Task goal: Please select and copy each line of the listing below that contains the word "instance". Case counts.

━━ Exercise data

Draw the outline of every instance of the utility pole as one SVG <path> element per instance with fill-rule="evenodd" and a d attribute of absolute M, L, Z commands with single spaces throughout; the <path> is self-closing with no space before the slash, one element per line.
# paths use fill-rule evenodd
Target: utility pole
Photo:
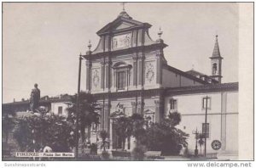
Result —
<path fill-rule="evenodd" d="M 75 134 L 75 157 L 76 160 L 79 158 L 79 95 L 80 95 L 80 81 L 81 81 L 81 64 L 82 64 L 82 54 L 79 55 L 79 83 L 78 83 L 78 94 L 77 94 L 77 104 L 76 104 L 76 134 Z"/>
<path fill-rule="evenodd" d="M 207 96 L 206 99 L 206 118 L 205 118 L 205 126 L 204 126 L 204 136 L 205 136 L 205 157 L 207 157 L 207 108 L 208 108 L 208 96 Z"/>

━━━━
━━ Exercise data

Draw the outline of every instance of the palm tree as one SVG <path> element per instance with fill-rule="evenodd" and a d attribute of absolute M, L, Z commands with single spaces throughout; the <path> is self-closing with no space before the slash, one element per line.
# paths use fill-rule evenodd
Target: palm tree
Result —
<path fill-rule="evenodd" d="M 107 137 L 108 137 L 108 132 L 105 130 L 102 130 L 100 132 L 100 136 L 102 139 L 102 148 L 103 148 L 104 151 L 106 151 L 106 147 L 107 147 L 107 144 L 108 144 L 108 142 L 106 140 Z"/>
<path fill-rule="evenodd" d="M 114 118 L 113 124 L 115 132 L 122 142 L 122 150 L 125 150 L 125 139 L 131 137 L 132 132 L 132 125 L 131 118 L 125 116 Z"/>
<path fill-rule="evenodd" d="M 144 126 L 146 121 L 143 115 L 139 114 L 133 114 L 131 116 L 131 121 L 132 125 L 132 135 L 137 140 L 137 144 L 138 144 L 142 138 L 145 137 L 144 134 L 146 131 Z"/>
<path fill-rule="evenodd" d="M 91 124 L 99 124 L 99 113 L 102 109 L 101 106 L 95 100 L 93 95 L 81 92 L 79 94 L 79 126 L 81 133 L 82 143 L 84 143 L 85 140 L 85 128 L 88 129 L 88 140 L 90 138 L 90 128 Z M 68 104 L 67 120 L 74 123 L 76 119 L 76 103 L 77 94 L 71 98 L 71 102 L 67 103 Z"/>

━━━━

Exercise solution:
Draw the outline of every instance of the utility pole as one SVG <path> element per instance with fill-rule="evenodd" and a d attribute of absolute M, L, Z commands with single spaces throughout; the <path> is self-closing with no space before the slash, one element per line.
Draw the outline of every instance of the palm tree as one SVG <path> element per instance with fill-rule="evenodd" and a d attribute of absolute M, L, Z commands with single spaces throughout; the <path> is self-closing with no space before the slash, one element per line.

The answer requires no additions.